◆ **Action item A**: In the hyperammonemia discussion, where in the body is ammonia mainly produced?
◆ **Action item B**: Write the next part of the hyperammonemia discussion, picking up after its final sentence.
── Extract provided ──
Most of the patients in our series had a number of systemic problems, and we are unable to completely exclude the fact that the MR imaging changes could potentially be partly due to other factors such as hypoxic injury or seizure activity. However, the changes in the cingulate and insular gyri were very symmetric, more in favor of a toxic encephalopathy. Moreover, it is very plausible from the striking similarity among our cases and others reported in the literature, that the imaging pattern described is directly related to hyperammonemia rather than to seizure or hypoxic injury or to the various causative underlying conditions, whether hepatic failure, post-lung transplantation, or inborn errors of metabolism.¹⁵

Ammonia is produced mainly in the gastrointestinal tract as a by-product of protein digestion and bacterial metabolism.¹⁶ It is metabolized primarily in the liver as urea through the urea cycle, where several key enzymes include carbamyl phosphate synthetase and ornithine transcarbamylase.^1,16 When the metabolic capacity of the liver is overwhelmed, elimination becomes dependent on the kidneys, brain, and skeletal muscle. In the brain, astrocytes rapidly metabolize ammonia and glutamate to glutamine via the glutamine synthetase pathways; however, this is physiologically costly and the subsequent rapid increase in cellular osmolarity causes astrocyte swelling and loss.¹⁷ Inflammatory cascades, apoptosis, and various metabolic pathways are triggered, resulting in elevation in lactate, loss of cerebral autoregulation, and cerebral edema.¹⁶ This mechanism is supported by MR spectroscopy, which has shown high glutamine concentration in affected areas in patients with urea cycle disorders.¹⁸ It is not known why the insular and cingulate cortices seem particularly susceptible to the toxic effects of hyperammonemia. Most interesting, Takanashi et al¹⁹ described 3 cases of neonatal hyperammonemic encephalopathy from proximal urea cycle disorders with a slightly different pattern, with involvement of the lentiform nuclei, insular sulci, and perirolandic regions. They postulated that these may be more metabolically active brain areas in the neonatal period and suggested that hypoperfusion and ischemia may be playing a part in the mechanism of injury in the setting of raised intracranial pressure.
───
── Given information ──
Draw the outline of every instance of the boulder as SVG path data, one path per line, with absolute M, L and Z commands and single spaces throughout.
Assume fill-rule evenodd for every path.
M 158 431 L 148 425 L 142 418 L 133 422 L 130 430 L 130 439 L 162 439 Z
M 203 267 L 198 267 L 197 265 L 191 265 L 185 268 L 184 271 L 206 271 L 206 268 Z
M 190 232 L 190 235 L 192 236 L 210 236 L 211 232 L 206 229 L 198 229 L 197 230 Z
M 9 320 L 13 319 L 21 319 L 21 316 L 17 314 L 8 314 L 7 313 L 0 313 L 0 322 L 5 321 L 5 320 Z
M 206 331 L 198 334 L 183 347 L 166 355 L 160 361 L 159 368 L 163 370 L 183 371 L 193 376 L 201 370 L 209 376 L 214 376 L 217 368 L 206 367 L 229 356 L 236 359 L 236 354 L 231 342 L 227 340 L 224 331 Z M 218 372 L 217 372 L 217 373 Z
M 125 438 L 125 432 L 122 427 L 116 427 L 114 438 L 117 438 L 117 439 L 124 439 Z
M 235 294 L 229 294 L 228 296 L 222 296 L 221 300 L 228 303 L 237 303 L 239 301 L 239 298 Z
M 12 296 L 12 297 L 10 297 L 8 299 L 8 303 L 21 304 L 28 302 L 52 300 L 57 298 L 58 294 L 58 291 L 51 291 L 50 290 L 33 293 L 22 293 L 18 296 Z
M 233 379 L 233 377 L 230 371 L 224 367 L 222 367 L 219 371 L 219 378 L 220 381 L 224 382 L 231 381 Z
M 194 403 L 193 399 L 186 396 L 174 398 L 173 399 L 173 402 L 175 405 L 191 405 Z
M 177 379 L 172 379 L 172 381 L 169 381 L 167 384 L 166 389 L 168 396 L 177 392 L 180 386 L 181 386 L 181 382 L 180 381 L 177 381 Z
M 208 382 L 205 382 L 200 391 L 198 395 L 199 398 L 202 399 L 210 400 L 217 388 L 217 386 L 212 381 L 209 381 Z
───
◆ **Answer section A**: In the gastrointestinal tract, as a by-product of protein digestion and bacterial metabolism.

◆ **Answer section B**:
Cortical changes in hyperammonemic encephalopathy have been shown to be potentially reversible¹⁴ or to result in variable amounts of atrophy in the cingulate and insular cortex after treatment (seen in patient 3).^4,11,13 Our findings support the general view that these cortical changes appear to be early imaging findings and potentially reversible if aggressive treatment is instituted.^4,11 The extent of injury may be dependent on the severity and duration of the hyperammonemia and predisposing susceptibility to the metabolic insult.^2,11 Our data also suggest that the plasma ammonium levels may reflect the extent of injury. While coma, cerebral edema, and brain herniation are usually seen at higher levels of plasma ammonia (at least 4 times the normal range), early clinical manifestations of hyperammonemia (eg, anorexia, irritability, lethargy, vomiting, somnolence, disorientation) can be seen with lower plasma ammonia levels of ≥60 μmol/L, and our findings suggest that early MR imaging changes can be seen at such levels.²⁰ Patient 4, with the lowest plasma ammonium level (55 μmol/L), had the least extensive MR imaging changes and made an excellent recovery without significant neurologic deficit. Patient 3, with plasma ammonium levels of 82 μmol/L, survived with severe intellectual impairment. Both patients with plasma ammonium levels of 102 μmol/L (patient 2) and 186 μmol/L (patient 1) did not survive, and patient 1, with the highest plasma ammonium levels, proceeded to fulminant cerebral edema and brain herniation as demonstrated on CT.